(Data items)
+--
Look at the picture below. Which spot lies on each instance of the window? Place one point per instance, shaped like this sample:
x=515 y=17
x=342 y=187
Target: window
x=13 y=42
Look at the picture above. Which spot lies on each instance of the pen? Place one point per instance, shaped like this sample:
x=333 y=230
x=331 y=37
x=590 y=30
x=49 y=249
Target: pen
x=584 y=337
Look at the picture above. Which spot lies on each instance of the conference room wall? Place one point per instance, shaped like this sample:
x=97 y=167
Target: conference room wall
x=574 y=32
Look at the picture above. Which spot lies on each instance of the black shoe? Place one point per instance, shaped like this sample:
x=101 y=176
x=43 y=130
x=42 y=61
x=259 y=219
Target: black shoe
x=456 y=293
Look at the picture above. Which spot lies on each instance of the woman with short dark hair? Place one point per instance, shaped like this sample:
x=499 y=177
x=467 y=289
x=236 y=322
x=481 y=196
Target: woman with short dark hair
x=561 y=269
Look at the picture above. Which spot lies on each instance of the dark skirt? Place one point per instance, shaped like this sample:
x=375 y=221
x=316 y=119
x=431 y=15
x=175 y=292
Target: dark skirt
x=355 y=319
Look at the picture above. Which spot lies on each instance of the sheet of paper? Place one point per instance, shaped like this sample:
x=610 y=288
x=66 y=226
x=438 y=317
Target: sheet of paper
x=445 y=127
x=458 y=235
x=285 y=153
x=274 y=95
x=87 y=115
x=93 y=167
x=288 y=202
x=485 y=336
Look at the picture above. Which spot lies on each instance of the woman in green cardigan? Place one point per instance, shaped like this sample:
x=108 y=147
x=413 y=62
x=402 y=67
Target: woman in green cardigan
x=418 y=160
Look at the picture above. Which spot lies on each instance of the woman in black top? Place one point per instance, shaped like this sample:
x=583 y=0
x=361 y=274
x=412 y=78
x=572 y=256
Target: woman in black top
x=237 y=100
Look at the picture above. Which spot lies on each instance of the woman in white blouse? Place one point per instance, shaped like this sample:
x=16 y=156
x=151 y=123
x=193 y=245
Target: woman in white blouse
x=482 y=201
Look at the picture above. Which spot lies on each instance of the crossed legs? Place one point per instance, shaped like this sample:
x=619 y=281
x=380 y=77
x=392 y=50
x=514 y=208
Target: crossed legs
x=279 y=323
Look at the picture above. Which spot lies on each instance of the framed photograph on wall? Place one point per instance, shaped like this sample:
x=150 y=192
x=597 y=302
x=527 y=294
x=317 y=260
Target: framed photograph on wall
+--
EXERCISE » In all of the material above, change "sample" to "example" and repeat every line with nothing else altered.

EXERCISE SOLUTION »
Look at the picture below. Which spot lies on each instance of the window? Place one point per instance, shaped like this example:
x=515 y=17
x=342 y=187
Target: window
x=13 y=42
Look at the picture above. Which spot lies on each instance of the pen? Place one point per instance, shaped like this example:
x=333 y=230
x=331 y=37
x=590 y=30
x=49 y=249
Target: pen
x=584 y=337
Look at the picture above. Which spot lies on each instance of the conference room wall? Place one point per instance, shaped like this example:
x=97 y=167
Target: conference room wall
x=574 y=32
Look at the picture above. Which spot lies on each instance of the black shoe? Place one point per instance, shaped like this example:
x=101 y=176
x=43 y=130
x=42 y=61
x=259 y=219
Target: black shoe
x=456 y=293
Look at the picture above. Which spot lies on each instance of the woman with short dark hair? Place one point per instance, shaped like this example:
x=499 y=177
x=467 y=289
x=236 y=322
x=481 y=196
Target: woman with short dark hair
x=561 y=269
Look at the picture above. Which spot lies on each instance of the dark skirt? Place one point per instance, shaped like this example:
x=375 y=221
x=316 y=119
x=431 y=15
x=175 y=292
Target: dark skirt
x=355 y=319
Look at the picture above. Which spot lies on each instance of the sheet of paper? Place one point per instance, shaped like this example:
x=610 y=288
x=66 y=226
x=438 y=317
Target: sheet of paper
x=445 y=127
x=458 y=235
x=285 y=153
x=274 y=95
x=87 y=115
x=93 y=167
x=288 y=202
x=485 y=336
Look at the picture above. Which spot lies on each instance of the woman in green cardigan? Place one point per instance, shaped like this example:
x=108 y=147
x=413 y=62
x=402 y=67
Target: woman in green cardigan
x=418 y=160
Look at the picture above. Which spot lies on each instance of the woman in black top? Place one point per instance, shaped like this example:
x=583 y=0
x=361 y=274
x=412 y=78
x=572 y=256
Target: woman in black top
x=237 y=100
Look at the picture above. Which spot lies on each instance of the woman in white blouse? Place one point per instance, shaped like this example:
x=16 y=156
x=151 y=123
x=193 y=245
Target: woman in white blouse
x=482 y=201
Look at the picture above. Which spot lies on each instance of the crossed legs? Place one point per instance, shaped like this example:
x=619 y=281
x=380 y=77
x=392 y=50
x=514 y=208
Target: crossed legs
x=279 y=323
Look at the picture above. Which spot lies on each instance of the framed photograph on wall? Place one point per instance, shaped like this example:
x=150 y=192
x=597 y=302
x=527 y=294
x=317 y=260
Target: framed photograph on wall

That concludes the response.